* _EXCERPTED TEXT_:
_ _ _ _ _
Best Brands to choose from

Anvil- 978 Womens
Bella- B8701 or 8701 longer length
Gilden-64000L Womens Softstyle

Also, the other popular items American Apparel, Tultex and Hanes


----------



## charles95405 (Feb 1, 2007)

SanMar - The Nation's Premier Supplier of Wholesale Imprintable Apparel & Accessories has a warehouse in Ohio....Bodek And Rhodes has warehouse in MI and PA


----------



## LEO (Oct 10, 2006)

I like the LAT brand.
They make Girls/Juniors and Women sizes.
Lots of colors.
Excellent fabric.
I get mine from Virginia tees.

LEO


----------



## irish (Dec 13, 2008)

One Stop and S & S should both be only 1 day ... maybe 2 for you and have great shirts and prices. One Stop has their own house brand, Enza, which has some great fashions.

One Stop - America's Best Supplier

https://www.ssactivewear.com/


----------



## Twanabee (Sep 14, 2009)

I use Bodek & Rhodes as I live close to the MA warehouse and no min. I am finding that the Next levil shirts are great to stone and sell well. I little form fitting but look great.


----------



## Eview1 (Apr 29, 2010)

Since you live in Mich. you could try Alpha they have warehouses in Chigago and PA https://www.alphashirt.com/cgi-bin/online/webalp/alp-index.w


----------



## Leg cramps (Feb 9, 2009)

I think youll be better off trying to sell it as a completed item in the long run.I always get nervous that they will get ruined in the mail.I know how delicate you need to be with these transfers when making them.


----------



## jean518 (Sep 23, 2009)

If your rhinestones are meant to be put on with a heat press they may not adhere well with a home iron. Too much out of your control. My rhinestones have a heat press setting of 330 with a 20 second dwell time. Household irons do not get that hot and 20 seconds is a long time to hold an iron in one position. They should also have some type of protective sheet such as teflon pressing sheet. I only supply transfers to those who have a heat press and send pressing instructions along with the transfers. I do allow customers to supply their own garment/item. That happens rarely. The more control you have over the finished product, the better.


----------



## BlingItOn (May 29, 2008)

Leg cramps said:


> I think youll be better off trying to sell it as a completed item in the long run.I always get nervous that they will get ruined in the mail.I know how delicate you need to be with these transfers when making them.


I have to tell you that I have been selling transfers only for the past 3-1/2 years and I have never had a customer email me telling me that their transfer arrived in less than perfect shape. They are actually pretty darn each to ship. I sandwich my transfers between two pieces for cardboard, tape it up real good, put them in a clasp type envelope and tape it up and have had no complaints. I actually stopped purchasing bubble mailers about a year and a half ago because they were so darn expensive and just the standard clasp type envelope works great as long as you have the cardboard for protection.

I'm just ready for a change and I do get a lot of inquiries for the people who just don't like to apply the design themselves. Thanks to all of you who have given me some great leads. I'll be spending most of my shutdown time researching shirts and companies.


----------



## SandyMcC (Jul 23, 2009)
_ _ _ _ _
* _EXTRACTED ENTRIES_:
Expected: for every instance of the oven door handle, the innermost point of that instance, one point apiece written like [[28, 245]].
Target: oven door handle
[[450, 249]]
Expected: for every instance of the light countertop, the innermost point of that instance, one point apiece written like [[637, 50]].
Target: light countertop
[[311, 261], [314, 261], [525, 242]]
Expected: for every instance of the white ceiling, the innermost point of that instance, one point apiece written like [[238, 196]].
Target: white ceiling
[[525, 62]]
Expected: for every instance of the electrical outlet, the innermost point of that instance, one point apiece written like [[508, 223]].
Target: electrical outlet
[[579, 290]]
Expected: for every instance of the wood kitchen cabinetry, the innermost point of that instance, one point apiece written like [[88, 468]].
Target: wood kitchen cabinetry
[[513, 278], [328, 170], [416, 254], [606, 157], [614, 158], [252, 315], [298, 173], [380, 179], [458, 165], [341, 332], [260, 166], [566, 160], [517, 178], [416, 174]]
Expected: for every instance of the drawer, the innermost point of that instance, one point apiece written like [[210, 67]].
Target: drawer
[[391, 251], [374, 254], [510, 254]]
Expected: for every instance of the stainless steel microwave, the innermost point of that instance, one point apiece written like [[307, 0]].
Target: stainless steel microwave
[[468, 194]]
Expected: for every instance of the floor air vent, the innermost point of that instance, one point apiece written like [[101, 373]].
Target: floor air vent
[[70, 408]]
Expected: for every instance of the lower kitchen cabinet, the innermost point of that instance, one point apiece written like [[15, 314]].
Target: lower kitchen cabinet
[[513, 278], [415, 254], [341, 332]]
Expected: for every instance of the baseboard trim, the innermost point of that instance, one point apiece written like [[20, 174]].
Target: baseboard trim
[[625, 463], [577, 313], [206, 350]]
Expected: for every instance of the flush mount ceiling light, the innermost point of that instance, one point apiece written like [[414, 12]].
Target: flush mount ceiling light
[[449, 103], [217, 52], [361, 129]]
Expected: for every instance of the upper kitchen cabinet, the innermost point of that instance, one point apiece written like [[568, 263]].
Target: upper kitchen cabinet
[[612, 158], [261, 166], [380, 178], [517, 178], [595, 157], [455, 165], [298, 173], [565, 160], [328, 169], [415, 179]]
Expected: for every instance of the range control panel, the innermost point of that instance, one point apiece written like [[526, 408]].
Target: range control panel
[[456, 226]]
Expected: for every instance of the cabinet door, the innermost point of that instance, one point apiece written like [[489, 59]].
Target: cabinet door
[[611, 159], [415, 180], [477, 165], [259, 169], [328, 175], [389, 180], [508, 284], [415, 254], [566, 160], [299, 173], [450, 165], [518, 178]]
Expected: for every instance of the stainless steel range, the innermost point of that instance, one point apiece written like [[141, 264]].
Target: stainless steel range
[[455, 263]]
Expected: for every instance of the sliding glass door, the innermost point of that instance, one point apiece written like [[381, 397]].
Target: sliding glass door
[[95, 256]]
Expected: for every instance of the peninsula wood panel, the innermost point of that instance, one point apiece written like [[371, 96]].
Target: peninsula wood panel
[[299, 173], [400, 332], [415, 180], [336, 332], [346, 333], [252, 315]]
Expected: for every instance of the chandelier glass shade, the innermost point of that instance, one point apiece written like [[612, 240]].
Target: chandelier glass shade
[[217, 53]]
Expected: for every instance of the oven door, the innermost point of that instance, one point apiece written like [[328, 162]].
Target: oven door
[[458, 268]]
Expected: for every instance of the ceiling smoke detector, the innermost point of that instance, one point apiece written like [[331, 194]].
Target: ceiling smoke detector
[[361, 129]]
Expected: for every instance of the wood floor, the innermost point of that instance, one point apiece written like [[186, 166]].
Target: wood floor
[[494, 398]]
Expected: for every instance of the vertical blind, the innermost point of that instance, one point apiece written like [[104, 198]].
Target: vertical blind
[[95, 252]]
_ _ _ _ _
* _OBJECTIVES_:
a. In the forum thread about shirt suppliers, list every shirt brand named in the opening post, before the first username appears.
b. Write the next part of the forum thread about shirt suppliers, following on from its last line.

* _RESPONSES_:
a. Anvil, Bella, Gilden, American Apparel, Tultex, Hanes

b.
Home irons definitely get hot enough. I've used mine to heat press stones onto shirts and then laundered those shirts MANY times without losing a stone. You do need to make sure you press the design completely... not missing any spots due to the surface of the iron not completely covering the design. And I avoid using the narrower front of the iron and focus on the main wider base. 

Note that I'm not recommending ANY business depend on a home iron for pressing shirts! It's well worth the investment to get a heat press. But I teach my crafting customers how to do this because they are eager to try out the rhinestone process themselves and make gifts for friends and family. It works just fine for small projects.


----------



## BlingItOn (May 29, 2008)

SandyMcC said:


> Home irons definitely get hot enough. I've used mine to heat press stones onto shirts and then laundered those shirts MANY times without losing a stone. You do need to make sure you press the design completely... not missing any spots due to the surface of the iron not completely covering the design. And I avoid using the narrower front of the iron and focus on the main wider base.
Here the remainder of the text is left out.